EXERCISE OBJECTIVE: Show all lines of the listing that hold the word "blonde".

SOURCE MATERIAL:
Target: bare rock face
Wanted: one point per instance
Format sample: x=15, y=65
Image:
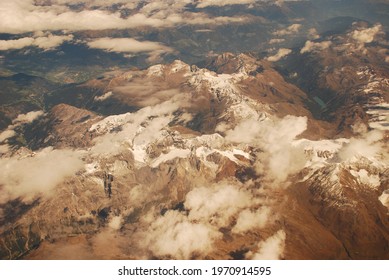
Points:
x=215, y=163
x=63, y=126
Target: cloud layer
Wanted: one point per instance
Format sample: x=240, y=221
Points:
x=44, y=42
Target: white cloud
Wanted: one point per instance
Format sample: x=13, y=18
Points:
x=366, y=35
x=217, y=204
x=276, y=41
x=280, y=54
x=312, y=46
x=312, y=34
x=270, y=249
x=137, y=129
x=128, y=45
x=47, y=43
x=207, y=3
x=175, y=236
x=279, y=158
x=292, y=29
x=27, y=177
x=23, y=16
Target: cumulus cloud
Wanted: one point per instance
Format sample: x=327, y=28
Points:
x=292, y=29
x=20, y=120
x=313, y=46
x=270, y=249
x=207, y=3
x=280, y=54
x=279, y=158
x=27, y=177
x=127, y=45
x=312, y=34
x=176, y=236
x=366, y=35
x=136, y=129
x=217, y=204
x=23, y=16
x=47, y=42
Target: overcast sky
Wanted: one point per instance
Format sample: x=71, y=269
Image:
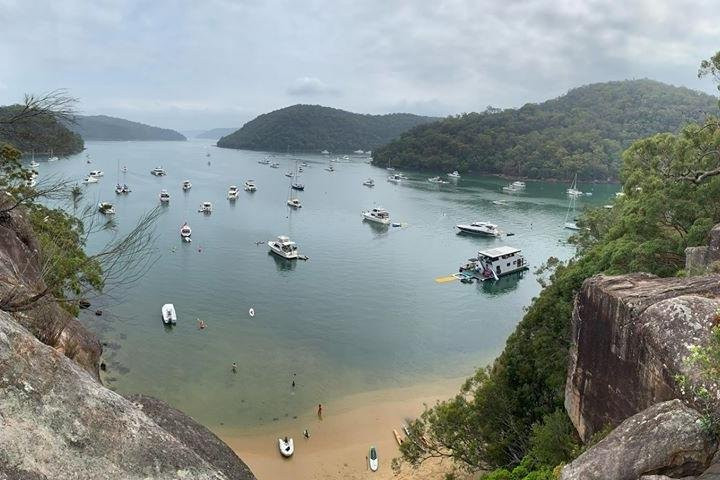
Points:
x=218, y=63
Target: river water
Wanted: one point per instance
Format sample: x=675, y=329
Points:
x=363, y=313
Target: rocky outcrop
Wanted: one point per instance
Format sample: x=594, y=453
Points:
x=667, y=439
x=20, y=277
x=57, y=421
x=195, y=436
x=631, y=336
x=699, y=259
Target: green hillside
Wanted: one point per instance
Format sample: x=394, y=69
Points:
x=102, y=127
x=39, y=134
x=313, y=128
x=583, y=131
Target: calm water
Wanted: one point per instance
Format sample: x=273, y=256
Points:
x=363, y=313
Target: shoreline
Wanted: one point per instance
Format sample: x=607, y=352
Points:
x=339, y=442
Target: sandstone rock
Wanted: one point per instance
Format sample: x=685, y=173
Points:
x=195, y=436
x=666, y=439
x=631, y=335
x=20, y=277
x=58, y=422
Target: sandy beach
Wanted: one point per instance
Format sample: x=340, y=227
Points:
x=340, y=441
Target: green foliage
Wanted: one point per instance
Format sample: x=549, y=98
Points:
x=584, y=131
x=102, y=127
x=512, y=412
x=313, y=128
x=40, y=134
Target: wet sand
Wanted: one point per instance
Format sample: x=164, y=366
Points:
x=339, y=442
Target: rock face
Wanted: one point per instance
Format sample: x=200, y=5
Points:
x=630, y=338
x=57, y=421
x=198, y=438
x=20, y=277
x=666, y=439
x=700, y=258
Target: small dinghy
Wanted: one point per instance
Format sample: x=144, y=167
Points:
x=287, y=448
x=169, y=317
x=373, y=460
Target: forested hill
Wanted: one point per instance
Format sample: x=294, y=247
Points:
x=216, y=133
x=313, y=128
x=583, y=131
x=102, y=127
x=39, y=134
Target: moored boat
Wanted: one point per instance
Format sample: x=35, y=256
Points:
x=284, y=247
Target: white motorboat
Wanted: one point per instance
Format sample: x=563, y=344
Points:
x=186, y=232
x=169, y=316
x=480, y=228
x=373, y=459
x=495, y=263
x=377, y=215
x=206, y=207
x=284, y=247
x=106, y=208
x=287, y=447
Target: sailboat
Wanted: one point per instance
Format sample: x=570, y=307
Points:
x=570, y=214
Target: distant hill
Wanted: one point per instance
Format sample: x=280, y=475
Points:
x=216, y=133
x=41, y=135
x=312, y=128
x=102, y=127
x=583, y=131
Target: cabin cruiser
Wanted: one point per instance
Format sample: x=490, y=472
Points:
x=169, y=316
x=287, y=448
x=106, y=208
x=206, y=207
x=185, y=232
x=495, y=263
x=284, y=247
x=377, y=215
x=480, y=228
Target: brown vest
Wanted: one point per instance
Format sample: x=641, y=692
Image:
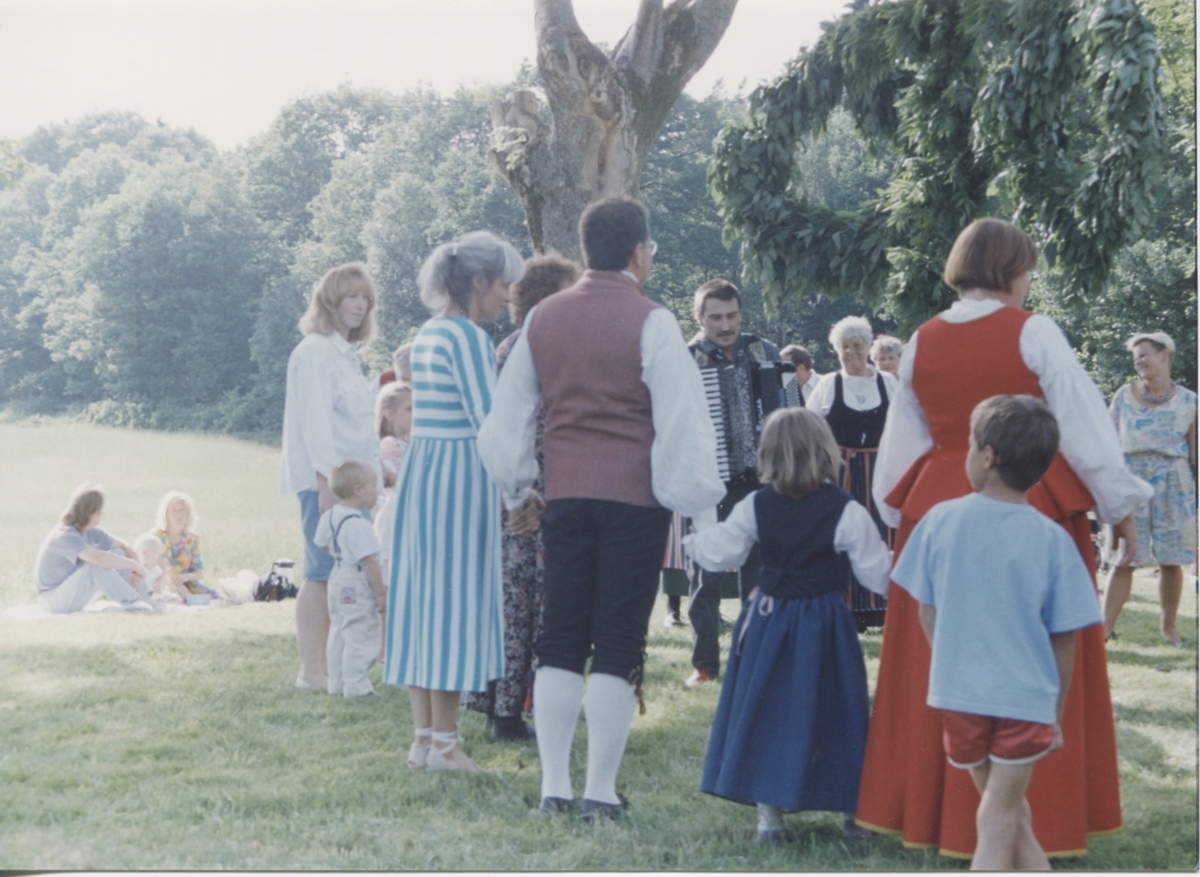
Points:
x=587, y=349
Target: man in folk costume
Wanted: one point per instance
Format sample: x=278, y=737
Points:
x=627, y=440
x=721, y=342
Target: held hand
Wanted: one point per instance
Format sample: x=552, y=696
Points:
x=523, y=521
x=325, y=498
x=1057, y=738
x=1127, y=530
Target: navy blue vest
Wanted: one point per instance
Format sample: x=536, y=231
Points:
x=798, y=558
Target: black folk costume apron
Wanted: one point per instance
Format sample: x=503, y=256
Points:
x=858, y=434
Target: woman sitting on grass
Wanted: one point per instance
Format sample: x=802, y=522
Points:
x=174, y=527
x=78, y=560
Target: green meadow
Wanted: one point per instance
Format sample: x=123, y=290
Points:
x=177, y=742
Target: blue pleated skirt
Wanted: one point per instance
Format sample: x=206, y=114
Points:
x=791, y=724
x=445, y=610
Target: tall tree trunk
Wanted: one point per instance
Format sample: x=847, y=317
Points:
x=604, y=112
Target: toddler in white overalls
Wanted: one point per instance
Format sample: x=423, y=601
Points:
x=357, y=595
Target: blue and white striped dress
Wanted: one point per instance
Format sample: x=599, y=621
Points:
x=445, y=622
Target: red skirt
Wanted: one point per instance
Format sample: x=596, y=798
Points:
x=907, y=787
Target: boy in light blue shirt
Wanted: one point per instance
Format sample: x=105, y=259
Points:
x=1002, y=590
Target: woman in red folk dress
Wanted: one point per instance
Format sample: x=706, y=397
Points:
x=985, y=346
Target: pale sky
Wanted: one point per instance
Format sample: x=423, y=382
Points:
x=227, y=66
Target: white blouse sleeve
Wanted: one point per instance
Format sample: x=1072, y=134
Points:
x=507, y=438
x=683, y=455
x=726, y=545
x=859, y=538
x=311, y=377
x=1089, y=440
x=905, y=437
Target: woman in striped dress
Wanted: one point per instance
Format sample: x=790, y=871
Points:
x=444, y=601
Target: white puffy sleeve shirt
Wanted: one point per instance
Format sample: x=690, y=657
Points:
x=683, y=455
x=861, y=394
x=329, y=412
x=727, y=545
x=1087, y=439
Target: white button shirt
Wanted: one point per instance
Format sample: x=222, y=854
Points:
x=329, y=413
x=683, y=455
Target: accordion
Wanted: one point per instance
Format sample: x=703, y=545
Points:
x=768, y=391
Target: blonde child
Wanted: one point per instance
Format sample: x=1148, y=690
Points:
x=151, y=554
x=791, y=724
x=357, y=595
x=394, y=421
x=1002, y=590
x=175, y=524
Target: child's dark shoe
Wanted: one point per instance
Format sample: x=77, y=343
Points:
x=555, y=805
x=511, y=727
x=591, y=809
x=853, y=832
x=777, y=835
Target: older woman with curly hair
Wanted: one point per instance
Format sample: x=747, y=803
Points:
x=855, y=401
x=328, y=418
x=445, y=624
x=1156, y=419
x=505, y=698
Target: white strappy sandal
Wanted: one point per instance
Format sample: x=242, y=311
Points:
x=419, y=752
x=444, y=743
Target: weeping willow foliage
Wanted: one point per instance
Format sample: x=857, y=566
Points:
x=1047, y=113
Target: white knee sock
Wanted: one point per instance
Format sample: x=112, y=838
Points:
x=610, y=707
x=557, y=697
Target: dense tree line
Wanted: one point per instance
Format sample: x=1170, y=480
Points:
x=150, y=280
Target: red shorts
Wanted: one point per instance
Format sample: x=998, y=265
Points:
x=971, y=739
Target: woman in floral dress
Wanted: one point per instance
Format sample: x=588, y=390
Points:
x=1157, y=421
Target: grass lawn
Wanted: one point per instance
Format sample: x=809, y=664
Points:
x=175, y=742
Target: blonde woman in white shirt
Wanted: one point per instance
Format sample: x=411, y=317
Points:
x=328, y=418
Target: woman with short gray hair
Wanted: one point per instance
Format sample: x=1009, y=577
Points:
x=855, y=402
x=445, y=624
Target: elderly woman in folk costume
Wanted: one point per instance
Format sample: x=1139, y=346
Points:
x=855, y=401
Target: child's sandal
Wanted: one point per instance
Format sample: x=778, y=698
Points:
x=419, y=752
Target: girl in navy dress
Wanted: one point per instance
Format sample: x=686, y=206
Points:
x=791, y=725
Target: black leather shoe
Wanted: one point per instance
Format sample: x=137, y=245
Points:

YOUR RESPONSE:
Target: blonde child
Target: blonde woman in white shirt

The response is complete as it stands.